Pull out every line in the entries below that contains the word "halved", matching case exactly.

....................

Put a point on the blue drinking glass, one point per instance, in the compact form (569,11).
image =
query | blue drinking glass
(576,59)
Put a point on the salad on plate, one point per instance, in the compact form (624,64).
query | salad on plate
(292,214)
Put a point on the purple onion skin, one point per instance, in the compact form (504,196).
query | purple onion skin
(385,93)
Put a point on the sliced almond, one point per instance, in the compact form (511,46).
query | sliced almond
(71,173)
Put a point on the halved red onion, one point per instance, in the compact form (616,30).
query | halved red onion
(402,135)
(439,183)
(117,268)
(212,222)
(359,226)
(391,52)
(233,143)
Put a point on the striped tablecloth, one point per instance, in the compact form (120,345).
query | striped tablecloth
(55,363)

....................

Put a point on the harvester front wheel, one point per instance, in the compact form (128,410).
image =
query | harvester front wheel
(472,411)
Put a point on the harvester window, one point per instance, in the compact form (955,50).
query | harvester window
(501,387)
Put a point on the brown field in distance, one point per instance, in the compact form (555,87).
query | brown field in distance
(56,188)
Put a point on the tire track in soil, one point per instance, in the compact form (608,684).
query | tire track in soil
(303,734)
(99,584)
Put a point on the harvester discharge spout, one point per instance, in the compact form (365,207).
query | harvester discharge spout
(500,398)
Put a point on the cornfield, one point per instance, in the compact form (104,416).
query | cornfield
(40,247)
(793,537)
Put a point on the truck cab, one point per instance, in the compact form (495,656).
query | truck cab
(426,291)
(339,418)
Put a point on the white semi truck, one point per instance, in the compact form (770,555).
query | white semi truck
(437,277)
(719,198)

....................

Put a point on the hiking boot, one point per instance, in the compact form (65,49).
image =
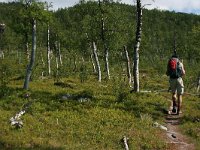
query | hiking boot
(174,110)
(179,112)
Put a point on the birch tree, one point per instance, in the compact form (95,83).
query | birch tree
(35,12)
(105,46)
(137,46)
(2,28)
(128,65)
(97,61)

....................

■ Correct answer:
Put a point on the halved red onion, one point per instance, in the compact form (616,30).
query | halved red onion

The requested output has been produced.